## What to do:
a) In the debate excerpt on guilty pleas and fines, what does the Minister say very often happens with those who have committed an offence?
b) Reproduce the stretch of the debate excerpt on guilty pleas and fines from "His views may" through "to their notice.".
c) Carry on the debate excerpt on guilty pleas and fines from the point where it stops.

## Page text:
[Begin]

His views may not coincide, however, with the views formed by the bench when it considers his indication that he is ready to plead guilty. The Minister says it often happens—indeed, it very often happens—that those who have committed an offence think they might be more gently fined than is, in fact, the case. Circumstances may therefore arise in which a person who pleads guilty receives what he considers to be a swingeing fine, which may give rise to ill-feeling among persons who feel that, in these circumstances, they have been unfairly dealt with and perhaps misled by the intimation given to them that they might plead guilty, if they wished, to a certain set of stated facts brought to their notice.
§ Sir F. Soskice
That is perfectly true. He can appeal. But I think that experience not infrequently brings out that it is not easy for a person, especially if he is of limited means, to go through the motions of instructing legal representatives to appeal purely on the question of penalty. It is somewhat hard sometimes to put him to that necessity.

[End]

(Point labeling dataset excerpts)
[Begin]

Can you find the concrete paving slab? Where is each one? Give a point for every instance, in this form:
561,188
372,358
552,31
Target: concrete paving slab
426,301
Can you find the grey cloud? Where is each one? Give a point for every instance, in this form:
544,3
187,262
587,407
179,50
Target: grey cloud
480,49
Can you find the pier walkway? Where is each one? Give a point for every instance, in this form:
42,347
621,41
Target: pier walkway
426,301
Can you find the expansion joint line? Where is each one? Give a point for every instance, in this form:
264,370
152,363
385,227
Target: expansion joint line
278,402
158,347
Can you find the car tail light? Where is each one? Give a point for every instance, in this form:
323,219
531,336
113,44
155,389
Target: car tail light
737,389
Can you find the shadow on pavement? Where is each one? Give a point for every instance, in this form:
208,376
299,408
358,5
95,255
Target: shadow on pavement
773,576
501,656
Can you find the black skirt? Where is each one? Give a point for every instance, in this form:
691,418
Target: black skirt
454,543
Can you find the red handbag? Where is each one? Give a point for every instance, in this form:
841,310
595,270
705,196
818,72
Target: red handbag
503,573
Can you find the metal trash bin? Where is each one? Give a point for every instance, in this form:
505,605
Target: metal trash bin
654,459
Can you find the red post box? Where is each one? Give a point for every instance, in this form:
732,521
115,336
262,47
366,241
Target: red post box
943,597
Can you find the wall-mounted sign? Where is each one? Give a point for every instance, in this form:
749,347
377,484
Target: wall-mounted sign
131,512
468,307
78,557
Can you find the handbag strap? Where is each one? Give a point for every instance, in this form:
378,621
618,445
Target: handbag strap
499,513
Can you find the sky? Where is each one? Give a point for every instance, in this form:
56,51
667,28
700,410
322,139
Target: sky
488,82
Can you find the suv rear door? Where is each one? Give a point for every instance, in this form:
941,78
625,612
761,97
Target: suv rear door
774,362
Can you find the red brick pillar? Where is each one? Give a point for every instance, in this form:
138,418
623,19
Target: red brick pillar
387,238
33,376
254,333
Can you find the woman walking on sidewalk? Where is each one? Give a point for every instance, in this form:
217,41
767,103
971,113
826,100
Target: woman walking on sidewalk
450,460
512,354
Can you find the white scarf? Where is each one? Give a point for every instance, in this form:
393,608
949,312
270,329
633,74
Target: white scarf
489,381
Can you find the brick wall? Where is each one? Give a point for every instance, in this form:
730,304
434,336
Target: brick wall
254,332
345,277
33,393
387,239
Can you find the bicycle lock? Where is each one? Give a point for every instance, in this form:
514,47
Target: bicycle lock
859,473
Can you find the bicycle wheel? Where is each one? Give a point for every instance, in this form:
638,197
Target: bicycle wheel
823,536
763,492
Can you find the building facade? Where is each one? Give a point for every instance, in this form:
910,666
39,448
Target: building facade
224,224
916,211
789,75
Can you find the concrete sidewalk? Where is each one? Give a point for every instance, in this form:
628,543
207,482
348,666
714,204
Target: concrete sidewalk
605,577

[End]

## Expected answers:
a) They think they might be more gently fined than is, in fact, the case.

b)
His views may not coincide, however, with the views formed by the bench when it considers his indication that he is ready to plead guilty. The Minister says it often happens—indeed, it very often happens—that those who have committed an offence think they might be more gently fined than is, in fact, the case. Circumstances may therefore arise in which a person who pleads guilty receives what he considers to be a swingeing fine, which may give rise to ill-feeling among persons who feel that, in these circumstances, they have been unfairly dealt with and perhaps misled by the intimation given to them that they might plead guilty, if they wished, to a certain set of stated facts brought to their notice.

c)
I am simply asking whether the Government cannot devise words which would require that the magistrates should not proceed to the infliction of a severe fine, whatever the appropriate definition of "severe fine" would be in that context, without an adjournment. I simply put it forward as a matter which could be further explored in Committee and which has occasioned doubt in other quarters than this House, as I have indicated.
I turn to Clause 1 (3) which provides, if I correctly understand it, that in the case of any adjournment, whether it is an adjournment because the magistrates are not prepared to convict and, therefore, adjourn under subsection (1, b), or whether it is an adjournment on the ground that they feel disposed to inflict a sentence of imprisonment or a like punishment, the reasons for the adjournment must be given in the notice that the adjournment is to take place. I should have thought that it might be desirable in the terms of the Bill to indicate what sort of reasons are intended.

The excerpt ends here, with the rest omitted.